#### [Passage]
<<<<

I have a decorator that is supposed to use a parameter that's passed in from the commandline e.g
@deco(name)
def handle(self, *_args, **options):
name = options["name"]
def deco(name):
// The name should come from commandline
pass
class Command(BaseCommand):
def add_arguments(self, parser):
parser.add_argument(
"--name",
type=str,
required=True,
)
@deco(//How can I pass the name here?)
def handle(self, *_args, **options):
name = options["name"]
any suggestions on this?
CodePudding user response:
You can make a "meta-decorator", something like:
from functool import wraps
def metadeco(function):
@wraps(function)
def func(*args, **kwargs):
name = kwargs['name']
return deco(name)(function)(*args, **kwargs)
return func
and then work with that meta-decorator:
class Command(BaseCommand):
def add_arguments(self, parser):
parser.add_argument(
"--name",
type=str,
required=True,
)
@metadeco
def handle(self, *_args, **options):
name = options['name']
# …
CodePudding user response:
You don't have access to the command-line value when the @deco
decorator is applied, no. But you can delay applying that decorator until you do have access.
Do so by creating your own decorator. A decorator is simply a function that applied when Python parses the @decorator
and def functionname
lines, right after Python created the function object; the return value of the decorator takes the place of the decorated function. What you need to make sure, then, is that your decorator returns a different function that can apply the deco
decorator when the command is being executed.

>>>>

#### [Set tasks]
- 1) Please write out everything in the decorator thread from "Do so by creating" down to "is being executed.".
- 2) According to the decorator thread, what does the return value of a decorator take the place of?
- 3) Carry on the decorator thread from its final sentence.

#### [Material shown]
<<<<

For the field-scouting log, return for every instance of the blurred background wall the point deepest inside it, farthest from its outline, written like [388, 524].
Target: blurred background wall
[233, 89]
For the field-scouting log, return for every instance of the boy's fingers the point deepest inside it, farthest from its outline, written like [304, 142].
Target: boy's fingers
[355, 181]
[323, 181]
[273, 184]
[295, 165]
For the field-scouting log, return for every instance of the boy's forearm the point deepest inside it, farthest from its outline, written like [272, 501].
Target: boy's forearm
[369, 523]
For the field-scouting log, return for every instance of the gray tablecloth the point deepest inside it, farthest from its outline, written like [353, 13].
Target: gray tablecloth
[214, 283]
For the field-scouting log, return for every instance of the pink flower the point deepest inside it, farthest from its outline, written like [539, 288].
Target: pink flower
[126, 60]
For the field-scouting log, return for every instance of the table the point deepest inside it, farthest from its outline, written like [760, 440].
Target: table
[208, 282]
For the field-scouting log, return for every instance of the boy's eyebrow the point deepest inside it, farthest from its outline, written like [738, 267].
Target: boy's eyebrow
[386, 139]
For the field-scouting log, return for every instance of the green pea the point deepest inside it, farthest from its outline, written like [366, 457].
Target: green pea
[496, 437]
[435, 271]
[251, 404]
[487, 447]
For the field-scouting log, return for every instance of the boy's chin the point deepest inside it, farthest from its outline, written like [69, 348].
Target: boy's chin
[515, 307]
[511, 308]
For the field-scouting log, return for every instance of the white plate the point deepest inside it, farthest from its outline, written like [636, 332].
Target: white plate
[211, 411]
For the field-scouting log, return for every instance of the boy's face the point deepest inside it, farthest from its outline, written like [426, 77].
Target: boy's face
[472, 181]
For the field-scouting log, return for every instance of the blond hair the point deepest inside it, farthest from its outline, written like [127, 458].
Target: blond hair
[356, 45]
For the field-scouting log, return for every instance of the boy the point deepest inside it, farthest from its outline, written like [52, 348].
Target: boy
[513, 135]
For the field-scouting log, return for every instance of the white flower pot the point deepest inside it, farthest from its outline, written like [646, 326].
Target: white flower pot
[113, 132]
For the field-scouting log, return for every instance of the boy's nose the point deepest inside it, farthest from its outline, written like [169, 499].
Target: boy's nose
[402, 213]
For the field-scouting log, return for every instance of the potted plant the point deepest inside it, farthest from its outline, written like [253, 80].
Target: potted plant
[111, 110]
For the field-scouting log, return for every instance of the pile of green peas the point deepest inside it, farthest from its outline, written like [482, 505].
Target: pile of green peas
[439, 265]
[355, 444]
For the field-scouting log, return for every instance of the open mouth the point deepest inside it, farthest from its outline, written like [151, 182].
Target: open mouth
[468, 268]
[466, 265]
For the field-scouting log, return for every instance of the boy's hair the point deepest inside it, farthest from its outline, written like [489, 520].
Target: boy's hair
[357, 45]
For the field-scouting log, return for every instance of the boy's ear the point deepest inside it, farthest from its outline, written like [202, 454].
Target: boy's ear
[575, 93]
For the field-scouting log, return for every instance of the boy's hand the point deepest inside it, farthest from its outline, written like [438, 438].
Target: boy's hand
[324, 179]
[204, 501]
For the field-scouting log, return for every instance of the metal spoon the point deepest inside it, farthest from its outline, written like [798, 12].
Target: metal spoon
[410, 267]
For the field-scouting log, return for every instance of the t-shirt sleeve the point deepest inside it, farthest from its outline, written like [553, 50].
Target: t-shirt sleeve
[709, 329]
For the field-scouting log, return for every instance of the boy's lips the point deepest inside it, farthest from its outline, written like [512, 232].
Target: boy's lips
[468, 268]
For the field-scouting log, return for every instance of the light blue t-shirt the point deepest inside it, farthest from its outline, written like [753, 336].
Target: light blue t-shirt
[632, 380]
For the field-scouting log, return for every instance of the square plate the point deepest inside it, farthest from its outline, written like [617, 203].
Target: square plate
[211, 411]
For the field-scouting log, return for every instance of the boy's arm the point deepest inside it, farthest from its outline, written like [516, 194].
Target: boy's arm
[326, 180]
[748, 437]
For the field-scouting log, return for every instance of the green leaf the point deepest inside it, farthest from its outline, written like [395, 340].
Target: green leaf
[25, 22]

>>>>
<<<<

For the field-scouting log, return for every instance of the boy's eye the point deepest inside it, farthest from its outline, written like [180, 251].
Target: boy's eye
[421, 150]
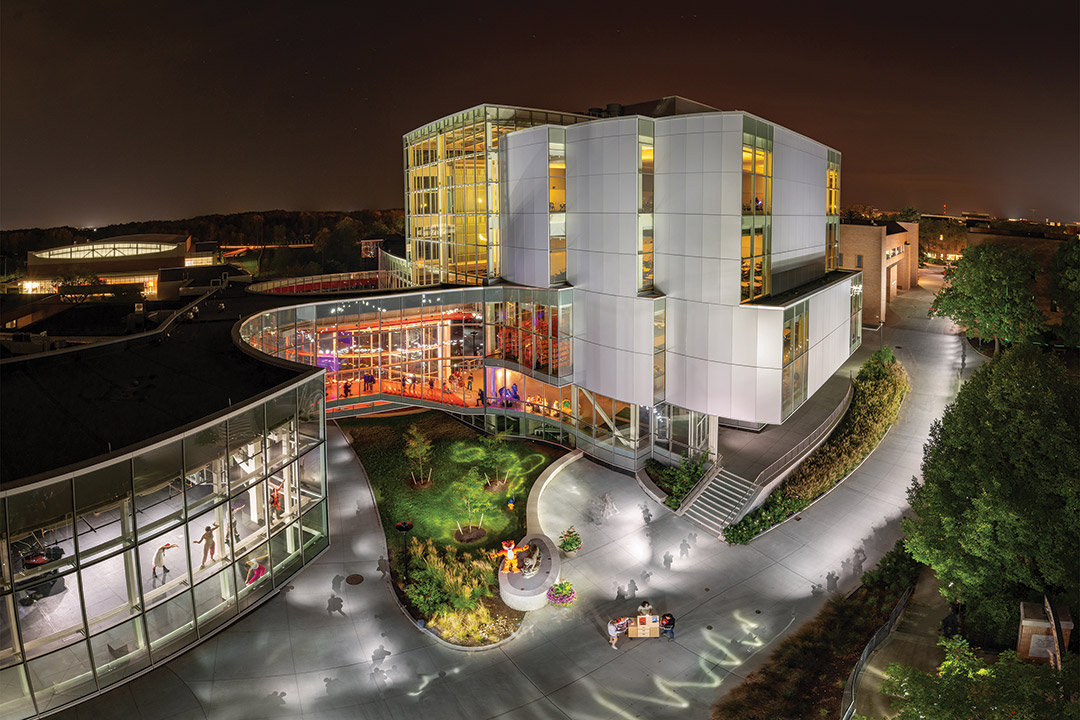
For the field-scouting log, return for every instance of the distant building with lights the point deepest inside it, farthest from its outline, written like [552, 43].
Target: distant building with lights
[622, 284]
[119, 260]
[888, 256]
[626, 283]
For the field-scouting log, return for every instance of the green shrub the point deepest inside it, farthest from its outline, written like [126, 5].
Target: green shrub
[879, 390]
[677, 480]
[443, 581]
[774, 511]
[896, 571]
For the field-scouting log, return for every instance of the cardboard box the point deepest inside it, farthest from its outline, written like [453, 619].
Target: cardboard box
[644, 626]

>>>>
<<<<

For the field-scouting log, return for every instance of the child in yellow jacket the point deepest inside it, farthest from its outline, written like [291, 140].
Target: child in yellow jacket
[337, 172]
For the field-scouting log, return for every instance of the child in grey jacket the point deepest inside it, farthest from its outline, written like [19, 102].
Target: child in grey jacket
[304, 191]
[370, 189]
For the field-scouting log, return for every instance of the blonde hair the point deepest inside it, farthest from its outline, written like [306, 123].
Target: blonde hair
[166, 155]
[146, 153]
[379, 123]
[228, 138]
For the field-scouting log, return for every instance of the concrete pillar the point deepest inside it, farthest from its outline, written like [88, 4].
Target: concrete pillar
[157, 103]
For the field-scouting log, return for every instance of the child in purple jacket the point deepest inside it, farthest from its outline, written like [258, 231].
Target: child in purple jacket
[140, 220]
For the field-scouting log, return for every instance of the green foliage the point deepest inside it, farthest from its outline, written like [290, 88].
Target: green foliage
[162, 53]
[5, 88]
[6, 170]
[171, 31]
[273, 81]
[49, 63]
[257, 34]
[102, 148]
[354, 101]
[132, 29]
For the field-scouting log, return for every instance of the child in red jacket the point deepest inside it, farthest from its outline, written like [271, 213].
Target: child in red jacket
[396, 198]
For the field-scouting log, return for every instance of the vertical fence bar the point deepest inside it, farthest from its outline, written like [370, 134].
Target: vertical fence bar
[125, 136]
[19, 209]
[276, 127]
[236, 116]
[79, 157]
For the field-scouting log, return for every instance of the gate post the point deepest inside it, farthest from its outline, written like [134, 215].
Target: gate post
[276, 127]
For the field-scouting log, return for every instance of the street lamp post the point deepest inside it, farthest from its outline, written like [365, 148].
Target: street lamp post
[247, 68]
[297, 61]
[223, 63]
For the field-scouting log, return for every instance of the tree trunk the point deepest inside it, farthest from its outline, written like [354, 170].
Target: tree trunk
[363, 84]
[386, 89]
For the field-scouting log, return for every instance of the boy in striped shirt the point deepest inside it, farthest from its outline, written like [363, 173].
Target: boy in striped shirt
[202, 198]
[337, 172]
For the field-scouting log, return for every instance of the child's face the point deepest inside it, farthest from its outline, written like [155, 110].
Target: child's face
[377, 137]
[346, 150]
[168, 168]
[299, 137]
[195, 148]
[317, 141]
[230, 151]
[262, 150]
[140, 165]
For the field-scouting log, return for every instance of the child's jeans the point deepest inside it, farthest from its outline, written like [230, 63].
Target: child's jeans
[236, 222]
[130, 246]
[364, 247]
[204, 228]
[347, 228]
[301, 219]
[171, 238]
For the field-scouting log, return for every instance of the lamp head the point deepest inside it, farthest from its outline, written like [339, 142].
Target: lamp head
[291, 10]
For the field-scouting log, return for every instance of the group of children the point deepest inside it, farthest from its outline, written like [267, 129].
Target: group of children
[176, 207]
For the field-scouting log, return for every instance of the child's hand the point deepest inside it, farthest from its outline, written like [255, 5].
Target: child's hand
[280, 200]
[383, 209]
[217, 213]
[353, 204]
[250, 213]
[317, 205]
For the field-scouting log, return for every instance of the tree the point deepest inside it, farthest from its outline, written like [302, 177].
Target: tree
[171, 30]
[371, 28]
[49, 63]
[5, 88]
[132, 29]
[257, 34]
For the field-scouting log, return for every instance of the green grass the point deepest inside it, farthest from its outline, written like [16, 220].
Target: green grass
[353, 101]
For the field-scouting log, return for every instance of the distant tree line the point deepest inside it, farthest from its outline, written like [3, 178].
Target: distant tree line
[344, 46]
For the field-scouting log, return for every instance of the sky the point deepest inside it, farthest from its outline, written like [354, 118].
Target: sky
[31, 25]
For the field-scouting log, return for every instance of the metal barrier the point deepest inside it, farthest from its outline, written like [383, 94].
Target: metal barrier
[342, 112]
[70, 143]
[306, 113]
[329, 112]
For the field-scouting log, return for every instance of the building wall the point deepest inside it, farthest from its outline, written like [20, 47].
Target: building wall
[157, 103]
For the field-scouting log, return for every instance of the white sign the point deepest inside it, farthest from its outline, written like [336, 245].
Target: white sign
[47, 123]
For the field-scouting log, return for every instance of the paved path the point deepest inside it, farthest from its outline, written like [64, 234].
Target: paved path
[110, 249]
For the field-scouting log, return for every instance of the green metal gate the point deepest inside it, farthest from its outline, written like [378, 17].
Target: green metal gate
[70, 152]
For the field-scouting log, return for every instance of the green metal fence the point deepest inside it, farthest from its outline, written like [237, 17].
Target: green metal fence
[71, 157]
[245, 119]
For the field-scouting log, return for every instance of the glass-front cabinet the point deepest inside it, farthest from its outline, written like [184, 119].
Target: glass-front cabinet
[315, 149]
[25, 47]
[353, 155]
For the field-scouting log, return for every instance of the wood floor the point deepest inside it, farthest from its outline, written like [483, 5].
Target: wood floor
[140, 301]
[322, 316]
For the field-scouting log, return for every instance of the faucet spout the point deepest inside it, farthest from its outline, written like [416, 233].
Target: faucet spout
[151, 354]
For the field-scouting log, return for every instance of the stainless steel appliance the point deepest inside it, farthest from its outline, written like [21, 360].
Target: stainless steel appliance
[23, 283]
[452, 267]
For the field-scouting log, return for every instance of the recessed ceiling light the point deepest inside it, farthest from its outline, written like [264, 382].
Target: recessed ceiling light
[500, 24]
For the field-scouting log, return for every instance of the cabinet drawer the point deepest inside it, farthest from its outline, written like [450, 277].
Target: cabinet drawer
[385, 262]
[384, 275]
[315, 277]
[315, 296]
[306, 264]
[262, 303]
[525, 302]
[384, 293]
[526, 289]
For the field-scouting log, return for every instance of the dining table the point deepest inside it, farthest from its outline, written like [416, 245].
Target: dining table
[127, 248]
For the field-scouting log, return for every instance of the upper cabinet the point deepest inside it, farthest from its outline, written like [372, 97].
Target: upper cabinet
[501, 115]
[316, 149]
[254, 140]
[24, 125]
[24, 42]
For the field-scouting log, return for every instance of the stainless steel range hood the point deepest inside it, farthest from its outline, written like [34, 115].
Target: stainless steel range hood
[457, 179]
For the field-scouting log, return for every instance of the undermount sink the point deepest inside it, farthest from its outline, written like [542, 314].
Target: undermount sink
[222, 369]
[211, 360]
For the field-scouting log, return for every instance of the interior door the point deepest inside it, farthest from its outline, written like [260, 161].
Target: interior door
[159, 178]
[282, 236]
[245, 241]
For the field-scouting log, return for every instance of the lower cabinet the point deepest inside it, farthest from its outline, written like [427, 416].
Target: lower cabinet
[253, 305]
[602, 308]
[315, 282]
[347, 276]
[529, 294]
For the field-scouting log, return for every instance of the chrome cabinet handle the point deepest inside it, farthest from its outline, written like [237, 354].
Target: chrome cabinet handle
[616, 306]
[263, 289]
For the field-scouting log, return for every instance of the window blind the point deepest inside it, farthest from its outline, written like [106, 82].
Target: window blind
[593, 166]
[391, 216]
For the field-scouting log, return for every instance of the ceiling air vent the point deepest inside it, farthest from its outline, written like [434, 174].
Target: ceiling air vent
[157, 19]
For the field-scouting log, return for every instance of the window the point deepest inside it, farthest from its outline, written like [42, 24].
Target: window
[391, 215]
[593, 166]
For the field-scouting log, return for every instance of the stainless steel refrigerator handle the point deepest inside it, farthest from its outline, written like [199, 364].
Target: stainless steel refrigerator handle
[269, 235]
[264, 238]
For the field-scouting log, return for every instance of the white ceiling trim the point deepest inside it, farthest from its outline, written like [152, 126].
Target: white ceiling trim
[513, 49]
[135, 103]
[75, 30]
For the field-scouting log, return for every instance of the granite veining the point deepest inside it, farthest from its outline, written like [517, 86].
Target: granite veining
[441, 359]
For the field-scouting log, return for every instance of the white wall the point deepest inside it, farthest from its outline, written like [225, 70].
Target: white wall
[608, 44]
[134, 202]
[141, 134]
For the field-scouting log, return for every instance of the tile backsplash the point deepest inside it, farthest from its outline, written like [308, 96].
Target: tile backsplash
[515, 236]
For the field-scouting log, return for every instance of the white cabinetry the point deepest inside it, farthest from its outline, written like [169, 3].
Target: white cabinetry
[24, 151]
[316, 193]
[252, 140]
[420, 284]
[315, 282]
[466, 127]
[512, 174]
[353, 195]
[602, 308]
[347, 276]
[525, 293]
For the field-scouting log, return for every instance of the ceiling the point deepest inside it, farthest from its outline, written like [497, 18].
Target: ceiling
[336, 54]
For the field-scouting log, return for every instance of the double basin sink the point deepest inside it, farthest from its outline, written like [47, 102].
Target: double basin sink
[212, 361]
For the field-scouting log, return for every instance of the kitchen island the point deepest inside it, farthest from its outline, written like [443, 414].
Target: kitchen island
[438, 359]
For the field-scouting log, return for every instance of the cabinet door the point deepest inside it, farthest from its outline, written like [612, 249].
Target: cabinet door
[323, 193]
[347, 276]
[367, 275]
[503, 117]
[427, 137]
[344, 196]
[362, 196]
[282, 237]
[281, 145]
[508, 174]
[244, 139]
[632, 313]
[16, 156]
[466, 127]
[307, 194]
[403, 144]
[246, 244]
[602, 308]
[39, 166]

>>>>

#### [Answers to the problems]
- 1)
Do so by creating your own decorator. A decorator is simply a function that applied when Python parses the @decorator
and def functionname
lines, right after Python created the function object; the return value of the decorator takes the place of the decorated function. What you need to make sure, then, is that your decorator returns a different function that can apply the deco
decorator when the command is being executed.

- 2) The decorated function.

- 3)
Here is such a decorator:
from functools import wraps
def apply_deco_from_name(f):
@wraps(f)
def wrapper(self, *args, **options):
# this code is called instead of the decorated method
# and *now* we have access to the options mapping.
name = options["name"] # or use options.pop("name") to remove it
decorated = deco(name)(f) # the same thing as @deco(name) for the function
return decorated(self, *args, **options)
return wrapper
Then use that decorator on your command handler:
class Command(BaseCommand):
def add_arguments(self, parser):
parser.add_argument(
"--name",
type=str,
required=True,
)
@apply_deco_from_name
def handle(self, *_args, **options):
name = options["name"]
What happens here? When Python handles the @apply_deco_from_name
and def handle(...)
lines, it sees this as a complete function statement inside the class. It'll create a handle
function object, then passes that to the decorator, so it calls apply_deco_from_name(handle)
. The decorator defined above return wrapper
instead.
And when Django then executes the command handler, it will do so by calling that replacement with wrapper(command, [other arguments], name="command-line-value-for-name", [other options])
. At that point the code creates a new decorated version of the handler with decorated = deco("command-line-value-for-name")(f)
just like Python would have done had you used @deco("command-line-value-for-name")
in your command class. deco("command-line-value-for-name")
returns a decorator function, and deco("command-line-value-for-name")(f)
returns a wrapper, and you can call that wrapper at the end.
CodePudding user response:
Your decorator doesn't really need to be a decorator. Since you are using classes, you can make use of the mixin pattern:
class YourMixin:
def handle(self, name):
# Code that was previously in deco
class Command(YourMixin, BaseCommand):
def add_arguments(self, parser):
parser.add_argument(
"--name",
type=str,
required=True,
)
def handle(self, *_args, **options):
# Code before calling YourMixin.handle
name = options["name"]
super().handle(name)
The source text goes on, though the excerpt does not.